Given exercise 1:
In the recorded data, rewrite the stretch from the line containing "Isolate the submerged" through the end of the recorded data, replacing "red kayak" with "orange kayak" and leaving everything else unchanged. Omit the pictures from your answer.

:: Document segment

Table 4.1 shows men were more likely to be contributing to a private pension (33.6%) than women (27.4%). For both survey periods, occupational defined benefit ( DB) pension schemes were the most common type of private pension contribution; however the proportion of adults in Scotland contributing to a DB pension decreased by 3.8 percentage points in 2012/14 with this decrease equally felt by both men and women (both round 4 percentage points).Employees in the public sector are more likely to contribute to a private pension scheme than those in the private sector. In the public sector, occupational pensions are predominantly DB schemes, which tend to have greater wealth than defined contribution schemes. The decrease in public sector employment in Scotland, particularly for men, may have had an impact on the decrease in the number of people contributing to DB pensions in 2012/14 [15] .

Table 4.1 Percentage of individuals in Scotland aged 16 and over that currently contribute to a private pension scheme, by pension type and sex 2010/12 - 2012/14 [16]

2010/12 2012/14
Men Women All Men Women All
No current pension 62.9 68.9 66.0 66.4 72.6 69.7
Any type of pension 37.1 31.2 34.0 33.6 27.4 30.3
Occupational DB only 18.3 21.6 20.0 15.3 17.2 16.2
Occupational DC only 7.9 4.9 6.4 8.9 6.1 7.4
Personal pension only 7.9 3.1 5.4 6.6 2.6 4.5
More than one type 3.1 1.6 2.3 3.0 1.6 2.2

Source: Wealth and Assets Survey, ONS

The percentage of people contributing to a private pension scheme varies significantly by age. Table 4.2 shows less than 3% of those contributing to a private pension scheme in 2012/14 were young people (aged 16 - 24 years). In the latest wave, the age profile of those making contributions to a private pension has increased. In 2012/14, 53% of people making contributions to a private pension were 45 years or older - compared with 46% in 2010/12.

Table 4.2 Percentage of individuals in Scotland aged 16 and over that currently contribute to a private pension scheme, by age 2010/12 - 2012/14 [17]

2010/12 2012/14
16 - 24 4.4 2.9
25 - 34 22.8 19.6
35 - 44 26.8 24.4
45 - 54 30.1 33.3
55 - 64 15.4 18.3
65+ 0.6 1.6

Source: Wealth and Assets Survey, ONS

4.3 Property wealth (net)

Property wealth is the third most unequally distributed wealth component. Charts 4.5 and 4.6 show the distribution of property wealth across the population, and the share of property wealth by decile.

In 2012/14, the richest 10% of Scottish households:

  • owned 42.5% of household net property wealth which accounted for £102 billion [18] ;
  • increased the value of property wealth owned in 2012/14, following decreases in previous years;
  • owned 7.9 times more than the bottom 50%. The bottom 50% of Scottish households combined owned 5.4% of household net property wealth which accounted for £12.9 billion 18.

::::
:: Input data

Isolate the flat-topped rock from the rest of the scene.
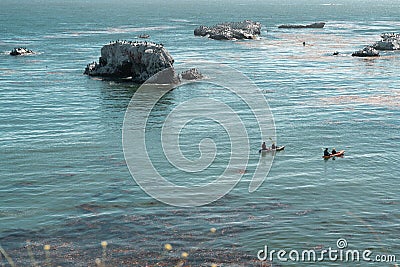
[372,33,400,50]
[10,47,34,56]
[278,22,325,29]
[194,20,261,40]
[351,46,379,57]
[84,40,174,83]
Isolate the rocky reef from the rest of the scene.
[10,47,34,56]
[84,40,176,83]
[194,20,261,40]
[372,33,400,50]
[278,22,325,29]
[351,46,379,57]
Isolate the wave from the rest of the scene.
[43,25,179,39]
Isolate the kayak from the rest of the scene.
[322,150,344,159]
[258,146,285,153]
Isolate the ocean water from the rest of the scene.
[0,0,400,266]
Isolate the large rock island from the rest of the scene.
[84,40,174,83]
[194,20,261,40]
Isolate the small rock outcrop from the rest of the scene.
[194,20,261,40]
[84,40,175,83]
[351,46,379,57]
[10,47,34,56]
[278,22,325,29]
[180,68,204,80]
[372,33,400,50]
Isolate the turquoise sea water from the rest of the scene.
[0,0,400,266]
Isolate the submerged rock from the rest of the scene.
[278,22,325,29]
[84,41,175,83]
[351,46,379,57]
[194,20,261,40]
[10,47,34,56]
[372,33,400,50]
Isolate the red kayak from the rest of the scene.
[258,146,285,153]
[322,150,344,159]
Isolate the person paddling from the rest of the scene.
[324,148,331,157]
[271,143,276,149]
[261,142,268,150]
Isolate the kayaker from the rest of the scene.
[271,143,276,149]
[261,142,267,150]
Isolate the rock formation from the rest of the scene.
[372,33,400,50]
[278,22,325,29]
[84,40,175,83]
[10,47,34,56]
[351,46,379,57]
[194,20,261,40]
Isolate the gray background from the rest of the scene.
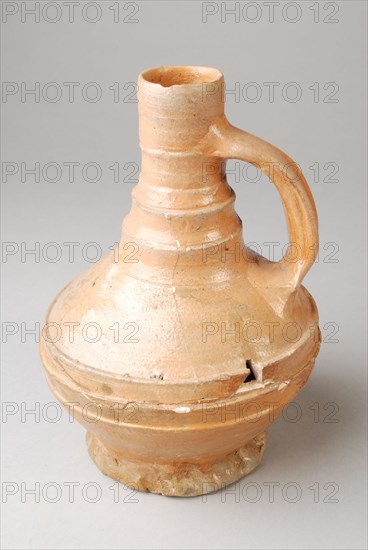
[2,1,366,549]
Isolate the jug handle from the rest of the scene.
[211,119,318,292]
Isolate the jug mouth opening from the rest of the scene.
[141,66,223,88]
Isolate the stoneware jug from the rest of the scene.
[41,67,320,496]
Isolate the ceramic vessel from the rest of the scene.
[41,67,320,496]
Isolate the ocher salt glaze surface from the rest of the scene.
[41,67,320,496]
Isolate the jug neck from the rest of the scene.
[122,67,241,260]
[134,67,225,208]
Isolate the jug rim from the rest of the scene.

::::

Given exercise 2:
In the text on Scottish pensions and property wealth, what percentage of household net property wealth did the richest 10% of Scottish households own in 2012/14?

Final answer 1:
Isolate the submerged rock from the rest of the scene.
[278,22,325,29]
[84,41,175,83]
[351,46,379,57]
[194,20,261,40]
[10,47,34,56]
[372,33,400,50]
Isolate the orange kayak from the rest of the scene.
[258,146,285,153]
[322,150,344,159]
Isolate the person paddling from the rest of the scene.
[324,148,331,157]
[271,143,276,149]
[261,142,268,150]
Isolate the kayaker from the rest of the scene.
[271,143,276,149]
[261,142,267,150]
Isolate the rock formation from the rest of the scene.
[372,33,400,50]
[278,22,325,29]
[84,40,175,83]
[10,47,34,56]
[351,46,379,57]
[194,20,261,40]
Isolate the gray background from the rest of the scene.
[2,1,366,549]
Isolate the jug handle from the rest of the scene.
[211,119,318,292]
Isolate the jug mouth opening from the rest of the scene.
[141,66,223,88]
Isolate the stoneware jug from the rest of the scene.
[41,67,320,496]
Isolate the ceramic vessel from the rest of the scene.
[41,67,320,496]
Isolate the ocher salt glaze surface from the rest of the scene.
[41,67,320,496]
Isolate the jug neck from the rest of the scene.
[122,67,241,260]
[134,67,225,208]
Isolate the jug rim from the rest of the scene.

Final answer 2:
42.5%